WORK TO BE COMPLETED: Gather every line of the data below that contains the string "front" and copy each such line in full. Treat the match as case-sensitive.

------------

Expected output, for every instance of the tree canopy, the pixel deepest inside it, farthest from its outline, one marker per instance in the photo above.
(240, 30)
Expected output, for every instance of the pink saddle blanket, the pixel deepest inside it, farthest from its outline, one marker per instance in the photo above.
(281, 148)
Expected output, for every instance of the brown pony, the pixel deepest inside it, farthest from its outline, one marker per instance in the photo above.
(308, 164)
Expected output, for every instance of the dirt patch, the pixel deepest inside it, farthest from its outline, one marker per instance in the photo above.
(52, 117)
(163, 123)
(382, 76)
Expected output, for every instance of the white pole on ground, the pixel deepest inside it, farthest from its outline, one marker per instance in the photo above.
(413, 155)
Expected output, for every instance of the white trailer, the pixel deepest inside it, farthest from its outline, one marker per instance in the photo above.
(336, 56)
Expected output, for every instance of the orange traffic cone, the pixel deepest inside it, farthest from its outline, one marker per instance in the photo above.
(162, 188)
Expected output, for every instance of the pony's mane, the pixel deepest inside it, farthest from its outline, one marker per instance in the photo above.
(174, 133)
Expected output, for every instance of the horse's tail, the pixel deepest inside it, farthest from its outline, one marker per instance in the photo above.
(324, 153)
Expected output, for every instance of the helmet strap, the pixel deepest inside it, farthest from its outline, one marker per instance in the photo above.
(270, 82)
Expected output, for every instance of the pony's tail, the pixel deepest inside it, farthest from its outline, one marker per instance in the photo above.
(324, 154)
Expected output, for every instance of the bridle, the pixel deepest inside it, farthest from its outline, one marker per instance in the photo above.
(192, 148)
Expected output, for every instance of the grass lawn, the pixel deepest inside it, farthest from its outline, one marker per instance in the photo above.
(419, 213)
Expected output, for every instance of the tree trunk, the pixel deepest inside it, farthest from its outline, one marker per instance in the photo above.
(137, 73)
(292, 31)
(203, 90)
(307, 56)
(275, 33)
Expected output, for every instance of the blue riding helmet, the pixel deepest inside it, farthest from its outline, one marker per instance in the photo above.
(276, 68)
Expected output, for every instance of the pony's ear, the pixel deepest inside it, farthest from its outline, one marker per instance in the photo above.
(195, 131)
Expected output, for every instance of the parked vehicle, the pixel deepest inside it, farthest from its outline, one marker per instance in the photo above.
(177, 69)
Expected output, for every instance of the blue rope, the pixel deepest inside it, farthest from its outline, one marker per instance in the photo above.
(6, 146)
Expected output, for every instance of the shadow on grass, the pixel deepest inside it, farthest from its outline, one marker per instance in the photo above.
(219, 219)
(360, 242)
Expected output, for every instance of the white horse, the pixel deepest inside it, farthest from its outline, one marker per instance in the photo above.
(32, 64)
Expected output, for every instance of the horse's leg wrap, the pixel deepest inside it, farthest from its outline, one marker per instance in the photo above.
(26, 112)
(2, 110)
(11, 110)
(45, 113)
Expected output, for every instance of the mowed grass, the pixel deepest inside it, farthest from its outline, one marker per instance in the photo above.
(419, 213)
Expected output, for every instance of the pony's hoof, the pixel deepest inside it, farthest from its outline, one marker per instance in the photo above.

------------

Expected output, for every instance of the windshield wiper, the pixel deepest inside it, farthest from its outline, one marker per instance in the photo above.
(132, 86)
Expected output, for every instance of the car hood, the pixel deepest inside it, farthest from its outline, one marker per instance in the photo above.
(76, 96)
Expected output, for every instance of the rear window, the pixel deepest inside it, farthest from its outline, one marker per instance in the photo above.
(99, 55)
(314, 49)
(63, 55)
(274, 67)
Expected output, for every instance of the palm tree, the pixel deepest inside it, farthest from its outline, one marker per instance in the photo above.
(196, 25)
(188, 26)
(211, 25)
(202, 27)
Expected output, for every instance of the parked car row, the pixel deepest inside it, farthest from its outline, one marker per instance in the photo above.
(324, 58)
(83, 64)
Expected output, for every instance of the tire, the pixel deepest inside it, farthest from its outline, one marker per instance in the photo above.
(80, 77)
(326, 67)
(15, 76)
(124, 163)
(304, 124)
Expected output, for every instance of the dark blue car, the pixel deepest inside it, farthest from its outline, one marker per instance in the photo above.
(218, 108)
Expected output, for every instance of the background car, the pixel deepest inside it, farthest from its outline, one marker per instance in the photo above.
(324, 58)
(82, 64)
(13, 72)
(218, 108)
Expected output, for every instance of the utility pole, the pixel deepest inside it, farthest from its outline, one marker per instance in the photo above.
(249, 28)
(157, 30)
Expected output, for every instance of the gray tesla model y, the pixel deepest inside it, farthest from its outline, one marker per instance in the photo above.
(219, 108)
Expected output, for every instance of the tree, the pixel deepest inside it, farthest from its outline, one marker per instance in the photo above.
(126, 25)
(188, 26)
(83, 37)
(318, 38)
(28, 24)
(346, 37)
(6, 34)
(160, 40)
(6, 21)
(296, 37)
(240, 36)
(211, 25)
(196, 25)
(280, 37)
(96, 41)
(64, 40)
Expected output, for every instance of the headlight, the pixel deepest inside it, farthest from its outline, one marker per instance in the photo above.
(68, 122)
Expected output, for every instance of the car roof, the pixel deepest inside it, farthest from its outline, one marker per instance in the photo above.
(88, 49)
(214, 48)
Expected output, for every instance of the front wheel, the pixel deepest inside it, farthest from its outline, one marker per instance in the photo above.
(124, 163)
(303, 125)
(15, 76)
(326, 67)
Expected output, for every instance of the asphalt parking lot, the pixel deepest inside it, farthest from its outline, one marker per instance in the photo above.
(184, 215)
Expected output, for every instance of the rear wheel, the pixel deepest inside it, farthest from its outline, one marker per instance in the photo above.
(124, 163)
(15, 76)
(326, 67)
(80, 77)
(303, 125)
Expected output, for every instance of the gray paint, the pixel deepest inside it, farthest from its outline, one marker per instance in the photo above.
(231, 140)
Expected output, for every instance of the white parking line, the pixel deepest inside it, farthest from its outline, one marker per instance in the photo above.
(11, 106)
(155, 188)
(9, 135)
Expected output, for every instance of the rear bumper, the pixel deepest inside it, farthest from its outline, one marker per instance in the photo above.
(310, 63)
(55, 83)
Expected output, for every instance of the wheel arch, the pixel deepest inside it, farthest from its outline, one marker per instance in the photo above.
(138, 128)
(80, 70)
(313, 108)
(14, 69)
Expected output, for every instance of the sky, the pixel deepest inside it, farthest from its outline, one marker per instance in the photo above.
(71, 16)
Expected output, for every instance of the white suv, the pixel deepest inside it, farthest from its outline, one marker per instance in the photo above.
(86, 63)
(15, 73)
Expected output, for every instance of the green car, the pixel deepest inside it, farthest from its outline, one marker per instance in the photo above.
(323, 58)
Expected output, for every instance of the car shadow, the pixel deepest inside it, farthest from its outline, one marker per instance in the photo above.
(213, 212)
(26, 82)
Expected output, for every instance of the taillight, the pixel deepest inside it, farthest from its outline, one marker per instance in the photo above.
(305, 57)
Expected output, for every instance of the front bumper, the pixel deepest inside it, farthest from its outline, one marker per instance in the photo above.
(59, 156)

------------

REPLY:
Expected output, for every instance of the front wheel, the pixel deepest inside it, farthest from its outline, one marker per instance in the photo above.
Expected output, for every instance of the front bumper, the pixel deepest inside it, farthest from its outline, one marker per instance in the photo above.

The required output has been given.